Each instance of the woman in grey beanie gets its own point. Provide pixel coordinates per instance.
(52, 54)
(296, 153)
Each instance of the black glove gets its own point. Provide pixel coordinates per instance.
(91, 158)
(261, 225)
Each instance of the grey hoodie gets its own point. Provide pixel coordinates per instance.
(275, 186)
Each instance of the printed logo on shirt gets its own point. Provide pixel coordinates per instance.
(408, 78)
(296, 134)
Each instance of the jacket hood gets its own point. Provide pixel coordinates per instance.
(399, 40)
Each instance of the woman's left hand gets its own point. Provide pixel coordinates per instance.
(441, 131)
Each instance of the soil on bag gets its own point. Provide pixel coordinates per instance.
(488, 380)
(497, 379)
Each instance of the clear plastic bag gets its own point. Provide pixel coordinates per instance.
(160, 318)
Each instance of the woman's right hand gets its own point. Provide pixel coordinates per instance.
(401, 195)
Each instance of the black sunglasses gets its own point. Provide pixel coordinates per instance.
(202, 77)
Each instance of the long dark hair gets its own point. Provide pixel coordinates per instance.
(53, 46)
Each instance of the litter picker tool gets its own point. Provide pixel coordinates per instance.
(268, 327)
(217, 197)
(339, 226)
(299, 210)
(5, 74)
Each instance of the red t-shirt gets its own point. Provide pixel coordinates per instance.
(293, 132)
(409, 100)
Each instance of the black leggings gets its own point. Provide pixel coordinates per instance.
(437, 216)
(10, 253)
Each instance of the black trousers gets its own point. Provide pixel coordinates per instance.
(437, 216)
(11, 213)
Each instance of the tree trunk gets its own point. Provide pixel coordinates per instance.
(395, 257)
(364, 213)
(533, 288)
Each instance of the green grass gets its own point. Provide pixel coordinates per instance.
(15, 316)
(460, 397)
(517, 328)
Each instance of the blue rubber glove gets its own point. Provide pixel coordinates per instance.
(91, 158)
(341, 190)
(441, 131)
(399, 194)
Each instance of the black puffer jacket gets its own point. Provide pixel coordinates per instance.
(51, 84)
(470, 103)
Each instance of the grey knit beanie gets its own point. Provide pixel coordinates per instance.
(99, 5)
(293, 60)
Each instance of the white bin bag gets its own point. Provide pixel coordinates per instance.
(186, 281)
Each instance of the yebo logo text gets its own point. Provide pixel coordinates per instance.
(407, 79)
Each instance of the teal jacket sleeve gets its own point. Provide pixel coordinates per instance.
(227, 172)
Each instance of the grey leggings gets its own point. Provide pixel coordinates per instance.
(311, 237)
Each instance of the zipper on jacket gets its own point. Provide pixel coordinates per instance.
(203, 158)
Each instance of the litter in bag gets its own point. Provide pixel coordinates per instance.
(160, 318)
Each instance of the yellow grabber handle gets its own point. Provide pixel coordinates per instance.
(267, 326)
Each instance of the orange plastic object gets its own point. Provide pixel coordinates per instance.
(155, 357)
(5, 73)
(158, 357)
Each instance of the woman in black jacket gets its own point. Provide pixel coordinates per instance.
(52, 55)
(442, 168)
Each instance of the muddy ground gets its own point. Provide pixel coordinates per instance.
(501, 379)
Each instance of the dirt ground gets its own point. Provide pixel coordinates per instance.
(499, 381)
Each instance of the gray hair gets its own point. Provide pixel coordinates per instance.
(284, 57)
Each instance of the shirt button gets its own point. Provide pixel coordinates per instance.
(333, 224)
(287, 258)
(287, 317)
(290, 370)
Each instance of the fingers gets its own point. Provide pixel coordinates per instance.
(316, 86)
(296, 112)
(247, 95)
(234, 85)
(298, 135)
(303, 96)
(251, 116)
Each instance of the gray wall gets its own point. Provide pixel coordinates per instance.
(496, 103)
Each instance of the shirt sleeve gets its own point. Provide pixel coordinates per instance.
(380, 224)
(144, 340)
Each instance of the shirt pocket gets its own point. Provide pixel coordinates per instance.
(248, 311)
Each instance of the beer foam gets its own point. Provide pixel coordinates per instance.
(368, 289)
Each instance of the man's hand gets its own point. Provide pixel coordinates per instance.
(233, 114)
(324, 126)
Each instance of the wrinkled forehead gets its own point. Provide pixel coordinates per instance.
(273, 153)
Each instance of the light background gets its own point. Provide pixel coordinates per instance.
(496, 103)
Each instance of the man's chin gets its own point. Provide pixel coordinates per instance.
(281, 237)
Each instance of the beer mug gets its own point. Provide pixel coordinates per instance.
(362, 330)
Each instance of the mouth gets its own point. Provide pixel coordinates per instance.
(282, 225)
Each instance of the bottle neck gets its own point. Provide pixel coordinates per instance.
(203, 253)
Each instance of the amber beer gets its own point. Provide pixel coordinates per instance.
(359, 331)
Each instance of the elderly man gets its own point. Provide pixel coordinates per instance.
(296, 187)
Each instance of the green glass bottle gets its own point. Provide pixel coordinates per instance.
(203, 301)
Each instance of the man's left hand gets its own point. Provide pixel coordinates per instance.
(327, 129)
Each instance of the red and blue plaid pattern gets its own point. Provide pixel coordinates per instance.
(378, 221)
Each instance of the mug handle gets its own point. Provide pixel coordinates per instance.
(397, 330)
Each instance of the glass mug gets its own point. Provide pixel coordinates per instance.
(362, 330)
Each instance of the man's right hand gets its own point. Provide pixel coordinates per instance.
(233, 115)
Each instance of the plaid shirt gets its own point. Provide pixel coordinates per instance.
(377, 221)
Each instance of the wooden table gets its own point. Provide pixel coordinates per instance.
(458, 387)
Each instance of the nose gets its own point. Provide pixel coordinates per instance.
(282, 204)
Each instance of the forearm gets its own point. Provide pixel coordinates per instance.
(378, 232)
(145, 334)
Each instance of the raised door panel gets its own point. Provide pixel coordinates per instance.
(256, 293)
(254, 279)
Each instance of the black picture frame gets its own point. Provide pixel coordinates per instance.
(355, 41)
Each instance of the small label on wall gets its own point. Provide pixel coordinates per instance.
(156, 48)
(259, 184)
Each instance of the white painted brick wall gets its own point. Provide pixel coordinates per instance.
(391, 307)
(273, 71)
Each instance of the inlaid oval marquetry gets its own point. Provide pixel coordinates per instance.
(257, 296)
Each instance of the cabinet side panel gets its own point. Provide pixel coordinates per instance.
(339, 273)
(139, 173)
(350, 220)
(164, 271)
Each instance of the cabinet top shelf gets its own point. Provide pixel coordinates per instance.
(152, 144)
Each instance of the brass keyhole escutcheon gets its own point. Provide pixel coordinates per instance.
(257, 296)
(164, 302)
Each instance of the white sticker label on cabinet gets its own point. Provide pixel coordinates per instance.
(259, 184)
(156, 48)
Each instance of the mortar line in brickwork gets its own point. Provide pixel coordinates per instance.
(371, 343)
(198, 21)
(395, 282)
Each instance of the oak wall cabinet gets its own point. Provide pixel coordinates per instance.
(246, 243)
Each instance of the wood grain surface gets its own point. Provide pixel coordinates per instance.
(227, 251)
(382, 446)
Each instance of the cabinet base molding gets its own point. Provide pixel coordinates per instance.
======
> _Description of the task_: Copy all of the entries above word for word, with nothing changed or left out.

> _Solution for this task_:
Each instance of the woman in grey beanie gets its own point. Provide pixel coordinates per instance.
(52, 54)
(296, 153)
Each instance of the black glove gets its own point. Provide pixel coordinates per instance.
(91, 158)
(261, 225)
Each instance of the grey hoodie gets its own point. Provide pixel coordinates per instance.
(275, 186)
Each instance of the printed logo on shirt gets its own point. Provide pixel coordinates per instance.
(408, 78)
(296, 134)
Each instance of the jacket hood gets its own point. Provide pixel coordinates per instance.
(399, 40)
Each instance of the woman's left hand gets its own point. Provide pixel coordinates per instance.
(441, 131)
Each instance of the soil on bag gets its own point. Provide pixel coordinates per instance.
(488, 380)
(497, 379)
Each instance of the clear plastic bag gets its own point. Provide pixel coordinates per instance.
(160, 318)
Each instance of the woman's right hand gets its own point. Provide pixel coordinates per instance.
(401, 195)
Each instance of the black sunglasses gets its own point. Provide pixel coordinates per instance.
(202, 77)
Each instance of the long dark hair gets its own point. Provide pixel coordinates per instance.
(53, 46)
Each instance of the litter picker tool gets its own point. Provide pixel coordinates per instance.
(268, 327)
(217, 197)
(339, 226)
(299, 210)
(5, 74)
Each instance of the red t-shirt gets its own point. Provide pixel coordinates per instance.
(293, 132)
(409, 100)
Each instance of the black leggings gets its own point. Provide pixel coordinates per instance.
(437, 216)
(10, 253)
Each instance of the black trousers gets its own point. Provide pixel coordinates per instance.
(437, 216)
(11, 213)
Each instance of the tree trunk gets its own point. Provide pixel coordinates per instance.
(395, 257)
(364, 213)
(533, 288)
Each instance of the green grass gets its own point. Provide pixel coordinates per instance.
(15, 316)
(460, 397)
(517, 328)
Each instance of the blue rubber glove gets its own point. Provide pixel coordinates per instance.
(91, 158)
(341, 190)
(441, 131)
(399, 194)
Each instance of the black puffer jacket gets its own point. Provide pixel coordinates per instance.
(51, 84)
(470, 103)
Each instance of the grey knit beanie gets its own point. Provide pixel coordinates per instance.
(99, 5)
(293, 60)
Each instance of the white bin bag gets its own point. Provide pixel coordinates per instance.
(186, 281)
Each instance of the yebo logo text gets its own point. Provide pixel coordinates per instance.
(407, 79)
Each instance of the teal jacket sleeve gets its own point. Provide pixel coordinates per instance.
(227, 172)
Each instance of the grey leggings gets its own point. Provide pixel coordinates per instance.
(311, 237)
Each instance of the zipper on jacket gets its own point. Provide pixel coordinates per instance.
(203, 158)
Each instance of the litter in bag gets its own point. Provide pixel coordinates per instance.
(160, 318)
Each instance of the yellow grabber handle gets its own point. Provide pixel coordinates per instance.
(267, 326)
Each instance of the orange plastic object gets its own point. Provide pixel coordinates per instance.
(155, 357)
(5, 73)
(158, 357)
Each instance of the woman in black jacket gets its own point. Provide pixel coordinates per instance.
(52, 55)
(442, 168)
Each instance of the muddy ground gets its own point. Provide pixel coordinates per instance.
(501, 379)
Each instance of the dirt ground gets its own point. Provide pixel coordinates per instance.
(499, 381)
Each instance of the gray hair gets its own point. Provide pixel coordinates per instance.
(284, 57)
Each instance of the shirt button gets its own point. Provide pixel coordinates per instance.
(333, 224)
(287, 258)
(287, 317)
(290, 370)
Each instance of the fingers gets its own point. Provide pixel coordinates per instance.
(316, 86)
(296, 112)
(247, 95)
(234, 85)
(298, 135)
(303, 96)
(251, 116)
Each instance of the gray wall gets its own point. Provide pixel coordinates per instance.
(496, 103)
Each instance of the shirt sleeve gets its own point. Provide pixel coordinates per instance.
(380, 224)
(144, 340)
Each instance of the shirt pocket gets its own point. Provide pixel coordinates per instance.
(248, 311)
Each instance of the beer foam gets its own point. Provide pixel coordinates per instance.
(368, 289)
Each instance of the man's hand gets its own point. Provide pixel coordinates per instance.
(233, 114)
(324, 126)
Each instance of the wrinkled forehead gets its own point. Provide pixel coordinates per instance.
(273, 153)
Each instance of the light background gets its own point. Provide pixel coordinates per instance.
(496, 103)
Each instance of the man's chin gets its own point. Provide pixel coordinates per instance.
(281, 237)
Each instance of the beer mug gets its own point. Provide pixel coordinates per instance.
(362, 330)
Each instance of the mouth gets its own point. Provide pixel coordinates per instance.
(282, 225)
Each instance of the bottle neck gets its own point. Provide pixel coordinates per instance.
(203, 253)
Each instance of the amber beer gets its own point. Provide pixel coordinates per instance.
(359, 331)
Each instance of the elderly man gets its own point. Provide pixel coordinates per instance.
(296, 187)
Each instance of the green glass bottle gets its own point. Provide pixel coordinates per instance.
(203, 301)
Each instance of the man's left hand gets its own point. Provide pixel coordinates per instance.
(327, 129)
Each instance of the red and blue plaid pattern gets its own point. Provide pixel coordinates per instance.
(378, 221)
Each instance of the mug handle gets its own point. Provide pixel coordinates per instance.
(397, 330)
Each instance of the glass mug gets its own point. Provide pixel coordinates per instance.
(362, 330)
Each instance of the man's right hand gets its own point. Provide pixel coordinates per instance.
(233, 115)
Each instance of the plaid shirt gets its own point. Provide pixel coordinates per instance.
(377, 221)
Each instance of the wooden table gets its own point. Provide pixel coordinates per instance.
(458, 387)
Each instance of the nose gets its own point. Provide pixel coordinates per instance.
(282, 204)
Each instance of the forearm gets its own point. Provide pixel coordinates per instance.
(378, 232)
(145, 334)
Each instance of the raised door panel gets its own point. Provide pixel coordinates per instance.
(256, 293)
(254, 279)
Each instance of the black picture frame gets its own point. Provide pixel coordinates per instance.
(355, 41)
Each instance of the small label on wall gets its own point. Provide pixel coordinates per instance.
(156, 48)
(259, 184)
Each instance of the white painted brick wall gets its own point. Provide pixel coordinates per instance.
(391, 307)
(273, 71)
Each instance of the inlaid oval marquetry gets its own point. Provide pixel coordinates per instance.
(257, 296)
Each instance of the cabinet side panel gets its own point. Provide pixel coordinates per instance.
(339, 273)
(139, 173)
(350, 220)
(164, 271)
Each instance of the cabinet top shelf gets its own point. Provide pixel coordinates per instance.
(152, 144)
Each instance of the brass keyhole escutcheon gets its own point. Provide pixel coordinates per instance.
(257, 296)
(164, 302)
Each instance of the white sticker label on cabinet gets its own point. Provide pixel coordinates per instance.
(259, 184)
(156, 48)
Each instance of the mortar line in brickwork gets its own point. Provide pixel coordinates per instance.
(371, 343)
(198, 21)
(395, 282)
Each instance of the oak wall cabinet gets its own point. Provide pixel coordinates per instance.
(246, 243)
Each instance of the wood grain surface gets its own point. Provide pixel coordinates per instance.
(227, 251)
(382, 446)
Each instance of the cabinet base molding gets its own point. Provide pixel coordinates per instance.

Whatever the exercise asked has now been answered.